Is it Mary's contention that God chooses the mighty, the central, the important? No, God chooses the weak, the peripheral, the discarded. And this is the constant theme of scripture:

“Trust ye in the LORD for ever: for in the LORD JEHOVAH is everlasting strength: For he bringeth down them that dwell on high; the lofty city, he layeth it low; he layeth it low, even to the ground; he bringeth it even to the dust. The foot shall tread it down, even the feet of the poor, and the steps of the needy.” (Isaiah 26:4-6).

“Though the Lord is on high, yet He regards the lowly; but the proud He knows from afar.” (Psalm 138:6).

“All my bones shall say, 'Lord, who is like You, delivering the poor from him who is too strong for him, Yes, the poor and the needy from him who plunders him?'” (Psalm 35:10).

“Remove the turban, and take off the crown; nothing shall remain the same. Exalt the humble, and humble the exalted. Overthrown, overthrown, I will make it overthrown!” (Ezekiel 21:26-27).

This habit of condescension is a central trait to the God of Israel: "Probably the rabbis were at their most profound mood in their saying 'God's greatness lies in HIs condescension, as may be learned from the Torah, the Prophets, and the Writings. To quote only Isaiah also: "Thus saith the High and Lofty One, I dwell in high and holy places, with him that is of a contrite and humble spirit." For this reason God selected as the place of His revelation the humble Sinai and the lowly thornbush.'" (Kaufmann Kohler, Jewish Theology, p. 79, Kindle location 1234). The theme of reversal, familiar to New Testament readers, "But many that are first shall be last; and the last shall be first." (Matthew 19:30), is also an Old Testament theme which was picked up on by readers who confine their attention to that document: ". . .as it happened that R. Jose the son of R. Jehoshua ben Levi once fell in a trance, and upon awakening was asked by his father what he had seen while in his apparently lifeless state, and he answered: 'I saw a reversed world: Those who are at the head in this world were at the bottom there, and those who are at the bottom here were at the head there.' And his father said to him: 'My child, thou hast seen the right world!'" (The Babylonian Talmud, Volume V, Section Moed, Tract Pesachim, Chapter III, Kindle location 18452).

- _INPUT FOR THIS TASK_
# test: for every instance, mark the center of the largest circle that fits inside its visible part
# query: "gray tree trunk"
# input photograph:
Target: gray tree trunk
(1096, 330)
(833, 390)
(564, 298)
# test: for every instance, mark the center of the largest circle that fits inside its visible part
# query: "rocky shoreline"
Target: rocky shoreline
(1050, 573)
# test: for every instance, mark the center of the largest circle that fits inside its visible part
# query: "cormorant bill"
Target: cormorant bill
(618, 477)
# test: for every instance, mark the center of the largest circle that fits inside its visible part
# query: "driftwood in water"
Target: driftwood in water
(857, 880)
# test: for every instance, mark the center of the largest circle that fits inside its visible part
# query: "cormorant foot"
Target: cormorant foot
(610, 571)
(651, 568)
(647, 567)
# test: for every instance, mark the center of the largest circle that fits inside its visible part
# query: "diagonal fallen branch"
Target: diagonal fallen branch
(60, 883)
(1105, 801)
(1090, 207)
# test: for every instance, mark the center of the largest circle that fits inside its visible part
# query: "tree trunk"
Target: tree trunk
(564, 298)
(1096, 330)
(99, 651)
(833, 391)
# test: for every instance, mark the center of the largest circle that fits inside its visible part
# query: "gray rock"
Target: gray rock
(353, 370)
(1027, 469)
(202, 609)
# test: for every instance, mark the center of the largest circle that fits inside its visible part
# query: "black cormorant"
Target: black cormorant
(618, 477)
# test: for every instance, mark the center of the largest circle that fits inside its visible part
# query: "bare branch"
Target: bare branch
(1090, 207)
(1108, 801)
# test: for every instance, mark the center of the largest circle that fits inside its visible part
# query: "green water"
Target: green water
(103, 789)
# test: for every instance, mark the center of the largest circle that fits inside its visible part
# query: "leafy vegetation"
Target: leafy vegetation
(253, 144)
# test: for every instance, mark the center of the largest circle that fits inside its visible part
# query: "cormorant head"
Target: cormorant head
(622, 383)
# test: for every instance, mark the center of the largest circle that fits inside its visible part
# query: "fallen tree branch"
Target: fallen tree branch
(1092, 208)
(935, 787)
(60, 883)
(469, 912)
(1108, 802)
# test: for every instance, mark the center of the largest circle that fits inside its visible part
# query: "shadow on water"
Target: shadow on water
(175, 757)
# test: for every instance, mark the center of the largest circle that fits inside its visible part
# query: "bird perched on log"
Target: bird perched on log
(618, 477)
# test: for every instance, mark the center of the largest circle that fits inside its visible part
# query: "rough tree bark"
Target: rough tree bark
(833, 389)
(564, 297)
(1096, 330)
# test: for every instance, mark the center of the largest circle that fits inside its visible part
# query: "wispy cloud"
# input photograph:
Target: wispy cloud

- _WORK TO DO_
1. Show each line of the rows that contains the string "perched", treating uppercase and lowercase as different.
2. Proceed with the passage on God's choice of the lowly, picking up right after its last sentence.
The passage and the rows have no connection to each other.

- _ANSWERS IN ORDER_
1.
# query: "bird perched on log"
Target: bird perched on log

2.
Psalm 113 is addressed to men, not to planets:

“Who is like unto the LORD our God, who dwelleth on high,
“Who humbleth himself to behold the things that are in heaven, and in the earth!
“He raiseth up the poor out of the dust, and lifteth the needy out of the dunghill;
S“That he may set him with princes, even with the princes of his people.
“He maketh the barren woman to keep house, and to be a joyful mother of children. Praise ye the LORD.” (Psalm 113:5-9).

But it might as well be addressed to planets: "Rejoice, then, in the favourable notice God taketh of you. The highest and greatest of beings vouchsafes to regard you. Though you are poor and mean, and men overlook you; though your brethren hate you, and your friends go far from you, yet hear! God looketh down from his majestic throne upon you. Amidst the infinite variety of his works, you are not overlooked." (Job Orton, quoted in Spurgeon, Charles. The Treasury of David (Kindle Locations 62059-62062). GLH Publishing.) Aren't those words of comfort to an obscure planet: "you are not overlooked." And besides, given the amount of fine-tuning needed to produce a dwelling-place fit for human habitation, who is to say whether the more central locales were not exposed to excessive amounts of electro-magnetic radiation or overly strong gravitational forces? Maybe this one is just right: a poor planet for poor people, the people's choice.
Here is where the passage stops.